[PAGE EXTRACT]

It's taken only a handful of House and Senate moderates to force the party to limit the social and environment measure, prompting strong feelings by colleagues.

"At some point, you have to realize that legislating requires respect for the rest of the people you’re working with," Rep. John Yarmuth, D-Ky., a progressive and chairman of the House Budget Committee, said of Manchin and Sinema. "And when you have forced a 50% cut essentially in a giant program, I think you’ve done a disservice to all the people you serve with."

"I’m pissed off, man," said freshman Rep. Jamaal Bowman, D-N.Y., one of the party's most progressive members, singling out Manchin. "It’s just unacceptable to me that one person from one state can have all this power and make these decisions that will crush my district and districts like mine across the country."

Manchin has pushed to limit some of the bill's benefits to lower-earning people. He's also insisted on an overall price tag of $1.5 trillion, though Tuesday he told reporters he doesn't know "where it's going to end up." With West Virginia heavily reliant on coal production, he's forced Democrats to drop language fining utilities that don't move away from heavily polluting fuels and rewarding those that do, which was a pillar of their climate change plan.

Sinema has insisted on limiting the bill's cost. She's also opposed Democrats' initial plan to finance much of the measure by raising income tax rates on the wealthy and corporations, prompting them to consider alternatives such as clamping new levies on billionaires' wealth. She did say she backs requiring large corporations to pay a minimum tax.

Though many progressives have started touting the wins the measure will carry, they're not finished pushing. Many are waging late efforts to rescue or beef up teetering proposals like expanding Medicare and Medicaid coverage, providing paid family leave and letting Medicare negotiate lower drug prices from pharmaceutical companies.

"The vast majority of our priorities are in," said Rep. Pramila Jayapal, D-Wash., who leads the Congressional Progressive Caucus. "But there’s a couple of areas where that’s still not the case. And so what we’ll continue to do is push as hard as we can."

The 95-member group’s priorities include climate change, housing, child care, Medicare expansion and helping immigrants become citizens. Democrats have struggled to include immigration provisions and efforts to add new dental, vision and hearing benefits to Medicare also encountered problems.

The preference to keep fighting for a more robust plan is being reinforced by progressive outside groups.

Leah Greenberg, executive director of Indivisible, the grassroots advocacy organization, said Manchin and Sinema are "enabling an agenda that's out of step with the Democratic Party." Ellen Sciales, spokesperson for the Sunrise Movement, a group of young environmental activists, said watering down climate change provisions would be "a death sentence for our generation."

[/PAGE EXTRACT]
[SUPPLIED INFORMATION]

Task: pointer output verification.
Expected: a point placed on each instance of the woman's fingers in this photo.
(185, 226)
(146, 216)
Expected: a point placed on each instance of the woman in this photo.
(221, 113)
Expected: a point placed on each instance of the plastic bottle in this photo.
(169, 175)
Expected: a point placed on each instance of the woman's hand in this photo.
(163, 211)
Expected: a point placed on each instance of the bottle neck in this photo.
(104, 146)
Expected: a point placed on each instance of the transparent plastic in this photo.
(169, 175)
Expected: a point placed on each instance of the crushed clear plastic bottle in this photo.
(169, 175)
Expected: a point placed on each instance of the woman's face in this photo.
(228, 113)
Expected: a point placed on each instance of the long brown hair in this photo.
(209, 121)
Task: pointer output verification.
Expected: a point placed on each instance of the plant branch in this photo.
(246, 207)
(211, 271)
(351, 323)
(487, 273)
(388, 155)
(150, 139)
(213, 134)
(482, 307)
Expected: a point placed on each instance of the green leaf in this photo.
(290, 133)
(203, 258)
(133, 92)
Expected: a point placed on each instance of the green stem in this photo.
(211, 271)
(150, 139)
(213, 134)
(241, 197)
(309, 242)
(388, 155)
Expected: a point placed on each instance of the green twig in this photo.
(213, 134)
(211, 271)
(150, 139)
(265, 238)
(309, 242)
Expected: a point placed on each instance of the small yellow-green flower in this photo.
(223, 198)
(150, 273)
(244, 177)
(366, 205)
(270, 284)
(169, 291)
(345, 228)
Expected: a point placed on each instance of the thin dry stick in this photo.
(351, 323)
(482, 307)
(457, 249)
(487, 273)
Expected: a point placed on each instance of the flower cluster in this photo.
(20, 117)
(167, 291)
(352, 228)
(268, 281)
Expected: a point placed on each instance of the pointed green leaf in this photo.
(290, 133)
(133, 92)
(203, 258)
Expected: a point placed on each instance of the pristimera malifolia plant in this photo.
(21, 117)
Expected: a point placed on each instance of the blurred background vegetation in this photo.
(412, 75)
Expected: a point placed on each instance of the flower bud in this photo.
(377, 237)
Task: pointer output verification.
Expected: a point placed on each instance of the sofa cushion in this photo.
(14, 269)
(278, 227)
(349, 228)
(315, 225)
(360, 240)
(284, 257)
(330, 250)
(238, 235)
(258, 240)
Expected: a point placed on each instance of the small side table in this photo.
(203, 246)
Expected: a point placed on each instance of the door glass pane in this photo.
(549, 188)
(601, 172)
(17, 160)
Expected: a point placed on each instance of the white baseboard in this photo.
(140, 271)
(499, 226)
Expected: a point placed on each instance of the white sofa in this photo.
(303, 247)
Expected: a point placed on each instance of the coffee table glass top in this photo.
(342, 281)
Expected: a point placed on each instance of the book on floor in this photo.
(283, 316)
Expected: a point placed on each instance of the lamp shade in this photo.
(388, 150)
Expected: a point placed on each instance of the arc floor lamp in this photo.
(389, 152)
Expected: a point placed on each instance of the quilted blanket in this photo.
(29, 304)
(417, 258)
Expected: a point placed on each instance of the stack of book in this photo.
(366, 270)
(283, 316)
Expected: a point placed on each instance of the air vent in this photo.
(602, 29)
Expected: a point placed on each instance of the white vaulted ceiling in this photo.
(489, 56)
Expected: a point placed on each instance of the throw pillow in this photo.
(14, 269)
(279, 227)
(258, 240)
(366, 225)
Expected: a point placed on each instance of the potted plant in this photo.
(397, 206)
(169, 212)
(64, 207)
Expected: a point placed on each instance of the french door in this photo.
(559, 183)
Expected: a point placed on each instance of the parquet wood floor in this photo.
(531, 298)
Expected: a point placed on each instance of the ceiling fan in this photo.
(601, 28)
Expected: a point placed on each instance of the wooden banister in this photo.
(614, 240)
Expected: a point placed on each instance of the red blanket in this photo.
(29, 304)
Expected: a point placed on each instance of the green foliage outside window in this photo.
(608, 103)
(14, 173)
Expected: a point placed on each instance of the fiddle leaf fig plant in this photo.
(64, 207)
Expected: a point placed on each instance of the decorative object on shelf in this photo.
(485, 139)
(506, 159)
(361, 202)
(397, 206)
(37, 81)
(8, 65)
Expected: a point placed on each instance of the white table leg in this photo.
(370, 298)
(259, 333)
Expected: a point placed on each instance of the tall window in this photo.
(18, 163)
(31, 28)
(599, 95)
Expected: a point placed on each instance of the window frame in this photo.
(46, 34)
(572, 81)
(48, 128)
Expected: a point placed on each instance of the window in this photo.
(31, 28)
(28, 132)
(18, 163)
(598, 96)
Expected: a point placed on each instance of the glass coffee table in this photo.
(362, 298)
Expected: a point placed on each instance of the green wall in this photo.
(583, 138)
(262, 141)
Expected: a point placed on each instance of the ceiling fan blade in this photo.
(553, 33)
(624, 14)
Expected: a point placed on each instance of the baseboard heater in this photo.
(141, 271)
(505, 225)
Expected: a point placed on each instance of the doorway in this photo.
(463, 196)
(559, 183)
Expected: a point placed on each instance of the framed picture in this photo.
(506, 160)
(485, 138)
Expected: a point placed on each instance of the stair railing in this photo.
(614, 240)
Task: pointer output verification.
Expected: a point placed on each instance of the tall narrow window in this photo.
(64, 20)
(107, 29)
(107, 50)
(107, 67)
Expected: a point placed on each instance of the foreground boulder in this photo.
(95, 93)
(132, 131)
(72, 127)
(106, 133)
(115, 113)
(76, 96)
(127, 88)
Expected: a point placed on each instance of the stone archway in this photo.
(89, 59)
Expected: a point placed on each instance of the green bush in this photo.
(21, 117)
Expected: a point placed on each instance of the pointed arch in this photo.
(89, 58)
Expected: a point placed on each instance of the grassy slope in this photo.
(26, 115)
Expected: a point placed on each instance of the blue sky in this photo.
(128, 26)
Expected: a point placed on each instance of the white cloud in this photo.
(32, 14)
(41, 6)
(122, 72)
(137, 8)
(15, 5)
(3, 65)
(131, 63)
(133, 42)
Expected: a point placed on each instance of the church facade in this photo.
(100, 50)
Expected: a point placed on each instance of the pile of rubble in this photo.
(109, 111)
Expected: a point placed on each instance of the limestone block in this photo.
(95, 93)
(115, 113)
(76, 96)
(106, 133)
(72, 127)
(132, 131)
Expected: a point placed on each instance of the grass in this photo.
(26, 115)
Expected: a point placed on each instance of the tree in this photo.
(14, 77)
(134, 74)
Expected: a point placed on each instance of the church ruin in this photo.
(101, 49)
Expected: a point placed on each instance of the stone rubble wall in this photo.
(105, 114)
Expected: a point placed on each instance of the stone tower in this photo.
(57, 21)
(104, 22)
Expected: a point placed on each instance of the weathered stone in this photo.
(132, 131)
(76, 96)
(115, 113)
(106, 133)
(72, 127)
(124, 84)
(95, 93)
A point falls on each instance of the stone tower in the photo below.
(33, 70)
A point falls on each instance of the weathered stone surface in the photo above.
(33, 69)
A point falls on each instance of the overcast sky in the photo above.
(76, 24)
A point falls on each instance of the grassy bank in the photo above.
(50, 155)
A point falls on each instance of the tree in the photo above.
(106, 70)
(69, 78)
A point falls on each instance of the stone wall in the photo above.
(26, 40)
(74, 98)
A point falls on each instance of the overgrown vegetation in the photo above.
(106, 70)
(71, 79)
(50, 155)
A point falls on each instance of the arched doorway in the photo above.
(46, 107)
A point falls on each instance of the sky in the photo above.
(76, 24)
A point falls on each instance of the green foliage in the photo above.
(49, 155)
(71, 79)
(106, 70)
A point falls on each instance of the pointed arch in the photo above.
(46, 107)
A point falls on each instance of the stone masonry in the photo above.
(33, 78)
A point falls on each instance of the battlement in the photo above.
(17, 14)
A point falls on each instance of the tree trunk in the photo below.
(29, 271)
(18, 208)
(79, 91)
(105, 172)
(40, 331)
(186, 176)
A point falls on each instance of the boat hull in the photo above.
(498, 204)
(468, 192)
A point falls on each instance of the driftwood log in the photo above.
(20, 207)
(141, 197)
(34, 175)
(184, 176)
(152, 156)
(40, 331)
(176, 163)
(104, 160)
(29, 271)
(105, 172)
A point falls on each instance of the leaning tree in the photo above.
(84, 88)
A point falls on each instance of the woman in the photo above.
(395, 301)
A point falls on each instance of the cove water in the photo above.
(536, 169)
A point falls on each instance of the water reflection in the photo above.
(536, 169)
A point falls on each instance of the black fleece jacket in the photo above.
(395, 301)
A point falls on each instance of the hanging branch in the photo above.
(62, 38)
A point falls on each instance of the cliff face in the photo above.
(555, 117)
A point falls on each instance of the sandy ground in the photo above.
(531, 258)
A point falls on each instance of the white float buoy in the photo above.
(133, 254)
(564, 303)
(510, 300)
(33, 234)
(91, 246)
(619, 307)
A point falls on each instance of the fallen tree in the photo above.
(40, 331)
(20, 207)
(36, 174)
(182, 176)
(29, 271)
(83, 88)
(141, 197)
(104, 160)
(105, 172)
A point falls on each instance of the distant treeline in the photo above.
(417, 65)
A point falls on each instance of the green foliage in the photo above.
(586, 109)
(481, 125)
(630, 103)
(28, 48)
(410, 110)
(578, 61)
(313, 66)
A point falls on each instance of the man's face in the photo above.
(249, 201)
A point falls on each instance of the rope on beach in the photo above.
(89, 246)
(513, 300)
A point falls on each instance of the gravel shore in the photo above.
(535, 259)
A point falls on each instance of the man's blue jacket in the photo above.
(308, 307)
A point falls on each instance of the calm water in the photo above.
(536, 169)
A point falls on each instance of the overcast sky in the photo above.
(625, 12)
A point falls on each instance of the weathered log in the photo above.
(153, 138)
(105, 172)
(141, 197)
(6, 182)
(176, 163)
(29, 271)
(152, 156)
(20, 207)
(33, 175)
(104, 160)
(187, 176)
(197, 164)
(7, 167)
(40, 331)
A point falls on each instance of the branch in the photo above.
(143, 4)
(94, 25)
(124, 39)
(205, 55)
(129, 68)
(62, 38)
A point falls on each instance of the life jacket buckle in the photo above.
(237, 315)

[/SUPPLIED INFORMATION]

- EXPLORE THE MATERIAL:
• A. Rewrite the paragraph of the news excerpt beginning "Manchin has pushed to limit" as a short bulleted list that keeps its main facts.
• B. Please repeat the news excerpt word for word from "Though many progressives" to "also encountered problems.".
The data is separate from the news excerpt.

- RESULTS FOR EACH TASK:
• A.
- Manchin has pushed to limit some of the bill's benefits to lower-earning people.
- He has insisted on an overall price tag of $1.5 trillion, though on Tuesday he told reporters he doesn't know "where it's going to end up."
- Because West Virginia relies heavily on coal production, he forced Democrats to drop language that would have fined utilities that don't move away from heavily polluting fuels and rewarded those that do. That language was a pillar of their climate change plan.

• B.
Though many progressives have started touting the wins the measure will carry, they're not finished pushing. Many are waging late efforts to rescue or beef up teetering proposals like expanding Medicare and Medicaid coverage, providing paid family leave and letting Medicare negotiate lower drug prices from pharmaceutical companies.

"The vast majority of our priorities are in," said Rep. Pramila Jayapal, D-Wash., who leads the Congressional Progressive Caucus. "But there’s a couple of areas where that’s still not the case. And so what we’ll continue to do is push as hard as we can."

The 95-member group’s priorities include climate change, housing, child care, Medicare expansion and helping immigrants become citizens. Democrats have struggled to include immigration provisions and efforts to add new dental, vision and hearing benefits to Medicare also encountered problems.